**Short exercise**. Change "traffic light" to "stop sign" in the lines below and write them out again with nothing else altered. Leave the pictures out of your answer.

Annotation dataset entries
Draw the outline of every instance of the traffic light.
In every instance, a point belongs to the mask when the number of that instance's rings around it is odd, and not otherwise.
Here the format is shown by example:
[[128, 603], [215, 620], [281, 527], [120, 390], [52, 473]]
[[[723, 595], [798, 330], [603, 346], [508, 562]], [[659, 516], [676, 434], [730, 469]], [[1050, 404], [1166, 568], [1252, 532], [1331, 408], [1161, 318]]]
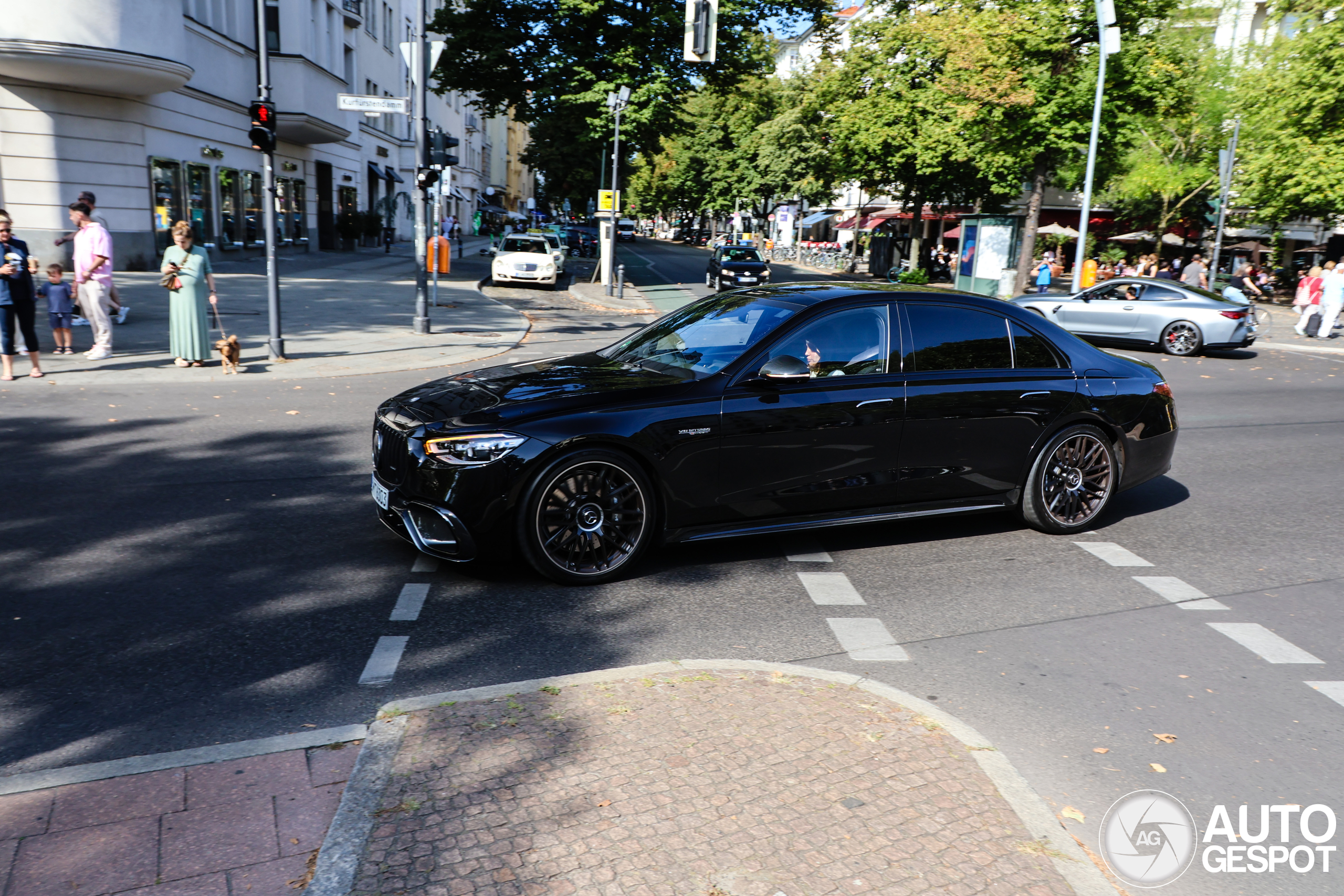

**Answer**.
Draw the outline of every instance of the stop sign.
In every instance, a point belongs to the mask when the number of that instance's rings around it is odd, and not otherwise.
Here the format is shown by example:
[[128, 603], [215, 620], [281, 527], [120, 390], [52, 473]]
[[[723, 595], [798, 330], [603, 346], [508, 562]], [[659, 516], [676, 434], [730, 469]], [[1050, 404], [1166, 568], [1252, 532], [1331, 408], [1161, 318]]]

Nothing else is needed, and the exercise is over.